Task brief: Begin at the line that contains "Please mark the teacher in" and rewrite every line through the end of the rows. Raise each answer coordinate by 87, and keep all other lines as they are.

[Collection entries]
Start

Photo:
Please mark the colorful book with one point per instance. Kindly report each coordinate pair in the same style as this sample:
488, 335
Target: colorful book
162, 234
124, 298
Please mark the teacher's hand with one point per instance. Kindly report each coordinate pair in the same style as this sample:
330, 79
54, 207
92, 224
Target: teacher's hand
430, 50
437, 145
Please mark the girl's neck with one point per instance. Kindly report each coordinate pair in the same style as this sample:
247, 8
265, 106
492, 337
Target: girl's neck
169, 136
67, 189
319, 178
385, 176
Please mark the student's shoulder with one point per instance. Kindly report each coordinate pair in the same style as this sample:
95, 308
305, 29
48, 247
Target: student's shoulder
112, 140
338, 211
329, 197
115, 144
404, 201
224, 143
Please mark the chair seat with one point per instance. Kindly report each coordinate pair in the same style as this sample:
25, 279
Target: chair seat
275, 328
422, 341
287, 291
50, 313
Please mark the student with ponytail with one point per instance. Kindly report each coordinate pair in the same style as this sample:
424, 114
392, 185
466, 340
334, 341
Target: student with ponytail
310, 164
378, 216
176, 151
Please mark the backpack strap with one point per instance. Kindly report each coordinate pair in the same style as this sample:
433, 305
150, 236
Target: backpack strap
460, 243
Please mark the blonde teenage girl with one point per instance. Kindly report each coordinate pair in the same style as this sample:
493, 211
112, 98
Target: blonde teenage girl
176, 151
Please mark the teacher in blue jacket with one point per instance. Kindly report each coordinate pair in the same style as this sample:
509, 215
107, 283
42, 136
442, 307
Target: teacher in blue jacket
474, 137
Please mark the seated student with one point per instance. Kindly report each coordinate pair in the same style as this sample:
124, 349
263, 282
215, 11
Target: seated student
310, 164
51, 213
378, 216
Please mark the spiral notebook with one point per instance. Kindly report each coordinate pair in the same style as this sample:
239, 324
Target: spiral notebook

End

Task output:
Please mark the teacher in blue jacket with one point per instance. Kindly report each coordinate pair in the same style as this sample:
509, 215
107, 283
42, 136
442, 307
Target: teacher in blue jacket
561, 224
Please mark the seated student with one point per instance. Kindly report each coordinate pair in the same style as this sample:
124, 349
263, 282
215, 11
Target: seated student
397, 251
138, 300
465, 303
Please mark the spiral notebook with one point per instance. Kindly report each coordinate pair in the same style as this sample:
239, 324
Target: spiral notebook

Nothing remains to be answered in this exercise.